Текст для чтения

С началом 1977 года мы, удостоенные чести осваивать новую технику, переучивались в центре подготовки летного состава войск ПВО в легендарной Саваслейке. После предательства Виктора Беленко, летчика‑перебежчика, угнавшего за границу боевой самолет, в центре царил настоящий «драконовский» режим.

Оказывается, Беленко целенаправленно готовил свой перелет и помимо самолета увез с собой массу закрытых сведений о состоянии Советских Вооруженных Сил, системе ПВО и авиации. Несмотря на всю засекреченность нашей жизни и деятельности, благодаря нашему российскому разгильдяйству, ему удалось скопировать массу документов особой важности. Допуска к этим документам он не должен был иметь по своей должности. Будущий перебежчик сам напросился быть в группе секретчиком, от чего обычно отказывался любой нормальный пилот. В его обязанности входило получение на всю группу секретной учебной литературы, в том числе и рабочих тетрадей. Два огромных чемодана, набитых секретной литературой, приходилось ему ежедневно получать и таскать по аудиториям учебного центра, а потом до двадцати трех вечера ждать окончания самостоятельной подготовки. Но то, что для других было в тягость, для него было в радость. Как правило, никого он не ждал на самоподготовке, а обычно оставался один. Это давало ему возможность без особого риска копировать секретные документы. К тому же, зная психологию женщин, их слабость перед лестью, ласковым словом и мелкими подарками, он сумел стать любимчиком работниц секретных библиотек. Без особого труда получал документы, не относящиеся к переучиванию на самолет МиГ‑25п. Если верить неофициальной информации, которой я располагаю, Беленко пользовался документами, допуск к которым распространялся только на командиров дивизий, корпусов и командующих армий. Таким образом, в его руках оказалась информация по всей системе ПВО Советского Союза и масса других ценных сведений.

И вот нашей группе «посчастливилось» переучивалась в то время, когда в Сасвастлейке царила настоящая шпиономания. Нас очень жестко проинструктировали и серьезно предупредили, что нарушение режима секретности будет караться нещадно. Отныне нам было категорически запрещено пользоваться шпаргалками и вести записи в блокнотах. В нашей группе переучивались летчики Днепропетровского полка во главе с их командиром. Большинство были выходцами из УАЦ (учебных авиационных центров) ДОСААФ, так называемые «хунвейбины», и имели смутное понятие об аэродинамике, теории реактивных двигателей, радиоэлектронике и других науках. Для них шпаргалки были единственным спасением.

Цель задания
Верните дословно отрывок из текста о переучивании летчиков в Саваслейке от «И вот нашей» до «были единственным спасением.». Приведенные записи для работы не понадобятся.

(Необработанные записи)
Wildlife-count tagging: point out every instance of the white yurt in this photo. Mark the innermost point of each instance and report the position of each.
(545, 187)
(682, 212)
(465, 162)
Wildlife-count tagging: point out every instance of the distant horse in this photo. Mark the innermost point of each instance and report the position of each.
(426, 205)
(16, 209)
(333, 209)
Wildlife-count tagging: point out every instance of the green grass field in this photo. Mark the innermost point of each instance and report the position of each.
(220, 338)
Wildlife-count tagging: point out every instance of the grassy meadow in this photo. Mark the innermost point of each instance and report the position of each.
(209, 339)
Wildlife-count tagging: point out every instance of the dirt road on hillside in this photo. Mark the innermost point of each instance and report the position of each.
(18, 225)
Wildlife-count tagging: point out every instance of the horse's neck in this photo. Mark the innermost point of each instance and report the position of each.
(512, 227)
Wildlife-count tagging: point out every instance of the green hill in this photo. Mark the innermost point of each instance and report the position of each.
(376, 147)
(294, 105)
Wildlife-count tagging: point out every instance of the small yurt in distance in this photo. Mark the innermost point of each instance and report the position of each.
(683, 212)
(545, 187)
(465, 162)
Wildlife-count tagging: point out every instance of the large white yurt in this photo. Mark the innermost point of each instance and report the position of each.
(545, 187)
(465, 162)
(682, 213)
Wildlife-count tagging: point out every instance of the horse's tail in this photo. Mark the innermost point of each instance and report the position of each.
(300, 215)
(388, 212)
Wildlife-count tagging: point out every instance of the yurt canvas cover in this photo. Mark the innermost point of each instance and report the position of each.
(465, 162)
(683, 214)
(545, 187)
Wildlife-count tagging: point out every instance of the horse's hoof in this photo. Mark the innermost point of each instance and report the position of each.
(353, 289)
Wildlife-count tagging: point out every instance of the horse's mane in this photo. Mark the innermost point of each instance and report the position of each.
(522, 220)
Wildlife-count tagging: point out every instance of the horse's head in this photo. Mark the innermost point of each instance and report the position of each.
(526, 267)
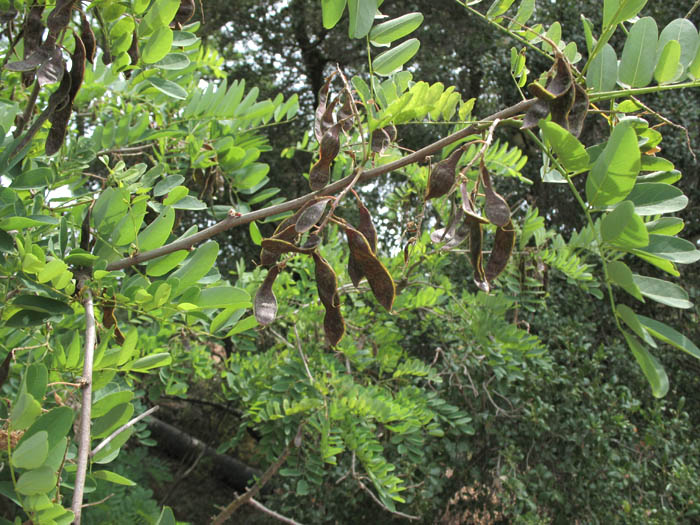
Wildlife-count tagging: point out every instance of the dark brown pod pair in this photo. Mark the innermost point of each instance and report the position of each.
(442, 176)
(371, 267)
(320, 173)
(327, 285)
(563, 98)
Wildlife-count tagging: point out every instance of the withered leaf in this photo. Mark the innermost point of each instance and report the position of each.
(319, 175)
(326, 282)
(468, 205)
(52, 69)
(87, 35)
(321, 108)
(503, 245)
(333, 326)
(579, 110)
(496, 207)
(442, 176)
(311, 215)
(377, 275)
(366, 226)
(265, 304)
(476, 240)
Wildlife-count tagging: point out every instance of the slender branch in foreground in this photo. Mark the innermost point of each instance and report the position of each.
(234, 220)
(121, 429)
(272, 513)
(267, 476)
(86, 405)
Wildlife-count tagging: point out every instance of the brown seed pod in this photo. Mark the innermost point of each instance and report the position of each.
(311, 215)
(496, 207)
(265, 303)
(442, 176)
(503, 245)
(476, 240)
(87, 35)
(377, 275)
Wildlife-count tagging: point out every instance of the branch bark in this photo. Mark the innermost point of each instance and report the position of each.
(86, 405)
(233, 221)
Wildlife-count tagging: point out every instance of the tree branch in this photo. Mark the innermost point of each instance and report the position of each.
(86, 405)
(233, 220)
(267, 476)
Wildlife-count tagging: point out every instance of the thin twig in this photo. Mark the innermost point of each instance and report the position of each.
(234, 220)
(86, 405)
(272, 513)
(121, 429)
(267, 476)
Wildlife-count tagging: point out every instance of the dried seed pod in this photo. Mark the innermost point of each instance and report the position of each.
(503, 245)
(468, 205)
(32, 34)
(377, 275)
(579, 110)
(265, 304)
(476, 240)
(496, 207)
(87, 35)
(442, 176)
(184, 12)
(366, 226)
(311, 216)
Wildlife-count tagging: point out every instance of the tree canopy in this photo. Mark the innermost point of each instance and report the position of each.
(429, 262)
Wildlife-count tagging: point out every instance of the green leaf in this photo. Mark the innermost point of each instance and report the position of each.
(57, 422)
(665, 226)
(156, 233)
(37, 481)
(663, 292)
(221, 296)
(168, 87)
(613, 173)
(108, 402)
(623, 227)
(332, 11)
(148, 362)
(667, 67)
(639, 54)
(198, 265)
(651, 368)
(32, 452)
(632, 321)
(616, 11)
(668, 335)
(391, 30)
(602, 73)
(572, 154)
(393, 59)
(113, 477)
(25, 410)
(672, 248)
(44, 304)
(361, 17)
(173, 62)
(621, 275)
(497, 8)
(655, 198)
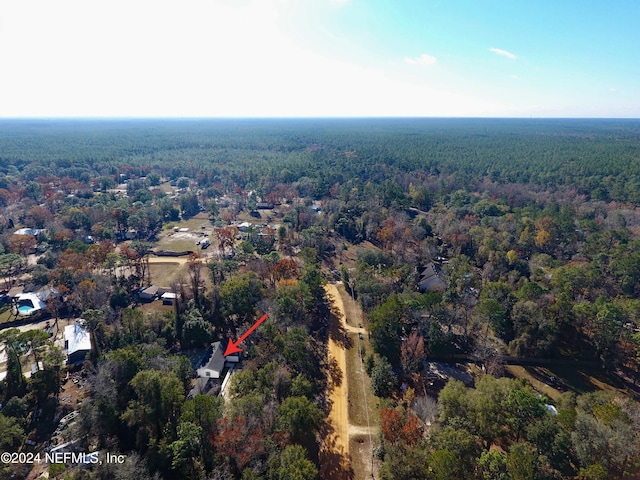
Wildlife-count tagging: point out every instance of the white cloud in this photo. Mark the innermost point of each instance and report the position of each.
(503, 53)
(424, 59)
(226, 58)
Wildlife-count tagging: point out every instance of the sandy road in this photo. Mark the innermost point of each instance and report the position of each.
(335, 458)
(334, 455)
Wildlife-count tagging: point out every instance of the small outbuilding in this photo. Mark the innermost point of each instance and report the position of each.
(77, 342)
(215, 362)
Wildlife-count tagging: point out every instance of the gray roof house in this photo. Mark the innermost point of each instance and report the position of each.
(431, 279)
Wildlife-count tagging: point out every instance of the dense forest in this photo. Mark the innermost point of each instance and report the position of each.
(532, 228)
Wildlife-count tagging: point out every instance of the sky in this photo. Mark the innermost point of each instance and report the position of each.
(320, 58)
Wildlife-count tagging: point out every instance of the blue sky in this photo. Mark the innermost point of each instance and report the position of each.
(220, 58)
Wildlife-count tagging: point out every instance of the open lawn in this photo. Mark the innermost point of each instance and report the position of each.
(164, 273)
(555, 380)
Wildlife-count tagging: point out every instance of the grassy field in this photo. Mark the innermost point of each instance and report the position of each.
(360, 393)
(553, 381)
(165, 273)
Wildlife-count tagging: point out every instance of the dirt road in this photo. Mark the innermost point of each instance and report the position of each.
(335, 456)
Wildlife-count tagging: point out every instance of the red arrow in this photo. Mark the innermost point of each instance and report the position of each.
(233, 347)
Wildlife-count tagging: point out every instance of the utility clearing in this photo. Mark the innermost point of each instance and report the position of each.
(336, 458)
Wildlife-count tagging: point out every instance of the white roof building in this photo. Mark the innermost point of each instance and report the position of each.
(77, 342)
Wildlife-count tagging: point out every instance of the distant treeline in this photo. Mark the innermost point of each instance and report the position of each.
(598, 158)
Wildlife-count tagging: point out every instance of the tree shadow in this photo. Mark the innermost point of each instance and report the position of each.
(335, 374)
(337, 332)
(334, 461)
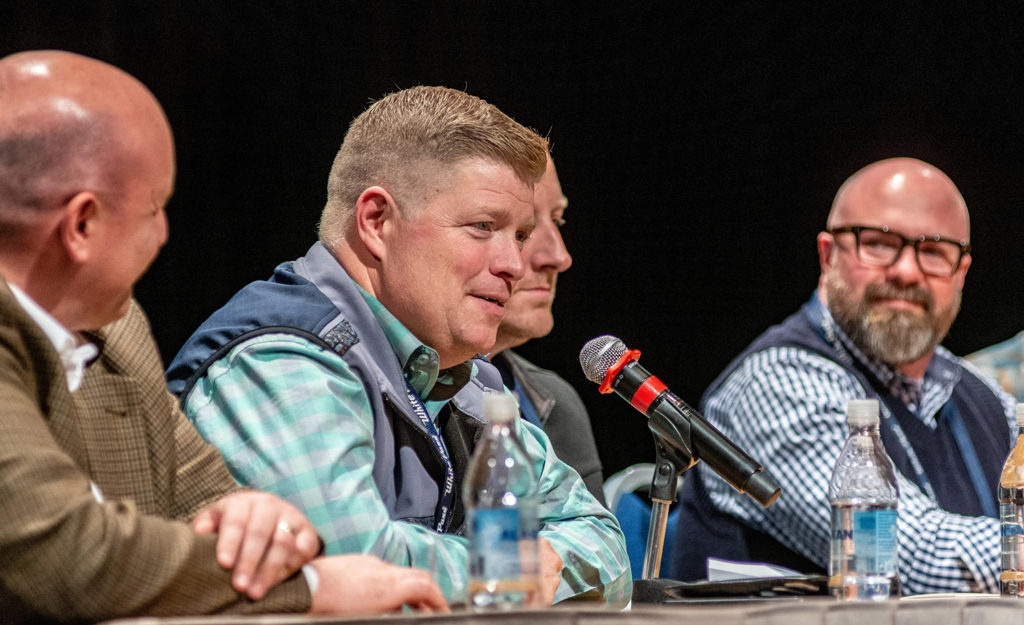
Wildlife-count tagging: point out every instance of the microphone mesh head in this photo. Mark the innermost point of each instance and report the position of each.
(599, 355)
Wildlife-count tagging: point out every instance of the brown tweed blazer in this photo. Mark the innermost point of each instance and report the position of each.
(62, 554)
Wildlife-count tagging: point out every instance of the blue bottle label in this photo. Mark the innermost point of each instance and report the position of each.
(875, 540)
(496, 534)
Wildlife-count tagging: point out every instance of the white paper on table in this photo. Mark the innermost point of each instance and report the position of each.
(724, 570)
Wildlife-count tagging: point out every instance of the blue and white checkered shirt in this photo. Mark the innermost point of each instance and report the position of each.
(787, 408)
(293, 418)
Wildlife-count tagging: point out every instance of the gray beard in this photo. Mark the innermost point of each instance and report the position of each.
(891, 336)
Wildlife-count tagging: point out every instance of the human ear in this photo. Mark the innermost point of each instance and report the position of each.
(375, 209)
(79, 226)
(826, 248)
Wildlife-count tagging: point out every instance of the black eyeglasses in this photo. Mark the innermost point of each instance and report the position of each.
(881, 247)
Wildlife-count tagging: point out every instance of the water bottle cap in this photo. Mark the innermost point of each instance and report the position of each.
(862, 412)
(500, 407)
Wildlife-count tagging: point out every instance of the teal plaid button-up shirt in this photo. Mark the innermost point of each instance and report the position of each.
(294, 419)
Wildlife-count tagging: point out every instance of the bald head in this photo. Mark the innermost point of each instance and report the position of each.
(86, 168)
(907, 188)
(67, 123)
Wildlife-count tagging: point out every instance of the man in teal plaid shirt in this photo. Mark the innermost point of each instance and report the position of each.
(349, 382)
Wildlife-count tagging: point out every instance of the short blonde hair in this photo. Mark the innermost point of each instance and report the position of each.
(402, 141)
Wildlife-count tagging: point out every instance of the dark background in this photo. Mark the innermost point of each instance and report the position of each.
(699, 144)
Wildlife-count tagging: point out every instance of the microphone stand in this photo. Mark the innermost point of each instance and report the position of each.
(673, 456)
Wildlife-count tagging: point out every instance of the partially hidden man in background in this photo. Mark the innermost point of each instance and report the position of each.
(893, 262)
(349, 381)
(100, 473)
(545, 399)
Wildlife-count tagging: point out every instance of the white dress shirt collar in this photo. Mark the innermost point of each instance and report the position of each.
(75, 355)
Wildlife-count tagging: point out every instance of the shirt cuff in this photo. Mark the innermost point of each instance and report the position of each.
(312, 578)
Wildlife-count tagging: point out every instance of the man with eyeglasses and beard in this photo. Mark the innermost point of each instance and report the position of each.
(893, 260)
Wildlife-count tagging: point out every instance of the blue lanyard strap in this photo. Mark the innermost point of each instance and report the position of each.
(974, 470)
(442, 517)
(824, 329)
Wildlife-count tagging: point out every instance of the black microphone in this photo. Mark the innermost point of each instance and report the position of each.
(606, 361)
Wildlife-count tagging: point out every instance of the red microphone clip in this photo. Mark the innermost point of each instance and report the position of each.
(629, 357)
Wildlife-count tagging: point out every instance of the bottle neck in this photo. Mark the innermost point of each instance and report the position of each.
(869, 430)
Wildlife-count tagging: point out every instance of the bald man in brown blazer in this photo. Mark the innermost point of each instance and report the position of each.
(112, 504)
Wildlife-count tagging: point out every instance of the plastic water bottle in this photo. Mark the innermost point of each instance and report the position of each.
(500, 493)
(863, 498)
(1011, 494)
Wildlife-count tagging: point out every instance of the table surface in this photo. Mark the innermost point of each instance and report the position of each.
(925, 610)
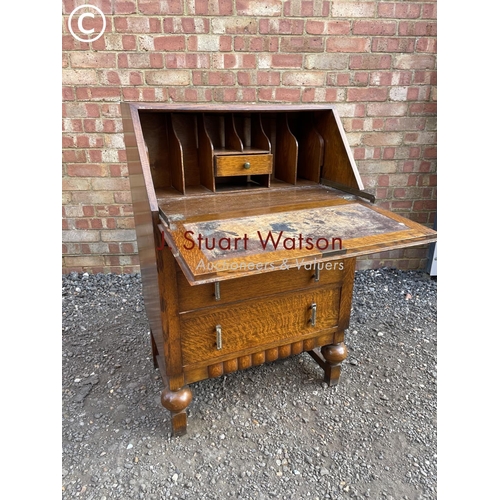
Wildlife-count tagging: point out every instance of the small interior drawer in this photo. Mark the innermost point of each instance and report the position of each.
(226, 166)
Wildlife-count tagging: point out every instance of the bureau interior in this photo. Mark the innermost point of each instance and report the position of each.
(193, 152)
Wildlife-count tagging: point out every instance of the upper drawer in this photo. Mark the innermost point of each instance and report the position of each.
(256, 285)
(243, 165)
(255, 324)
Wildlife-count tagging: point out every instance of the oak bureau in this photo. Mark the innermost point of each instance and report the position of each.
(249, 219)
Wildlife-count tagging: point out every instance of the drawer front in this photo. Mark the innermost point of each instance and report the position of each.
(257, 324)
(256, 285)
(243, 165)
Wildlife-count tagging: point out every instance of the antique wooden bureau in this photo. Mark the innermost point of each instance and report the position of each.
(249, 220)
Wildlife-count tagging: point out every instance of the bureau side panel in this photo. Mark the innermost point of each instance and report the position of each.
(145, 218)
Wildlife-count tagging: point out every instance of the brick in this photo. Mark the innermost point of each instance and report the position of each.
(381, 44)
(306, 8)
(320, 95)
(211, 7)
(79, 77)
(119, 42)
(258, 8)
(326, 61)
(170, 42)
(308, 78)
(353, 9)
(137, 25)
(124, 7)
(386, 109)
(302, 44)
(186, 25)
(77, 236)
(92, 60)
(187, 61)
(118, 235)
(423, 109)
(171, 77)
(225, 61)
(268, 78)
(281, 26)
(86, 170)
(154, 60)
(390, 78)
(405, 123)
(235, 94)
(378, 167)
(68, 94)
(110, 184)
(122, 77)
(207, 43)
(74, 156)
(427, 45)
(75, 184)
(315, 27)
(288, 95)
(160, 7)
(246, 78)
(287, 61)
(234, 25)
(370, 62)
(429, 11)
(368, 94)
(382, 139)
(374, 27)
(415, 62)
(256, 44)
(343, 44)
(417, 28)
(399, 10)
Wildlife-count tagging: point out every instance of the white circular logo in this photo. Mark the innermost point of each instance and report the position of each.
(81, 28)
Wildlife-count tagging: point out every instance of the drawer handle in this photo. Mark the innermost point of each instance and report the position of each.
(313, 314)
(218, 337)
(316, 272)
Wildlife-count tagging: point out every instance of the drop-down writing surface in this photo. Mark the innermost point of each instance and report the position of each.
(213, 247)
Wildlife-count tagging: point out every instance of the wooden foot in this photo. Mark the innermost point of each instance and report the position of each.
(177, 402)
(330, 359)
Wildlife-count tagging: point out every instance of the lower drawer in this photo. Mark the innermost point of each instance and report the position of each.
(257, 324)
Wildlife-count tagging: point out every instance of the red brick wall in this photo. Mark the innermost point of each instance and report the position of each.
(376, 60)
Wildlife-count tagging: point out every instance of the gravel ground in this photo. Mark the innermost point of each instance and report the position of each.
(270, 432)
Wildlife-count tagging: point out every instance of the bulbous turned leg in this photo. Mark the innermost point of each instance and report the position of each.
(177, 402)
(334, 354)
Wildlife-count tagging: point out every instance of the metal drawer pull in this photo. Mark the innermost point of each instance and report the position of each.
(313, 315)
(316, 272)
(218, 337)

Ответ на задание
И вот нашей группе «посчастливилось» переучивалась в то время, когда в Сасвастлейке царила настоящая шпиономания. Нас очень жестко проинструктировали и серьезно предупредили, что нарушение режима секретности будет караться нещадно. Отныне нам было категорически запрещено пользоваться шпаргалками и вести записи в блокнотах. В нашей группе переучивались летчики Днепропетровского полка во главе с их командиром. Большинство были выходцами из УАЦ (учебных авиационных центров) ДОСААФ, так называемые «хунвейбины», и имели смутное понятие об аэродинамике, теории реактивных двигателей, радиоэлектронике и других науках. Для них шпаргалки были единственным спасением.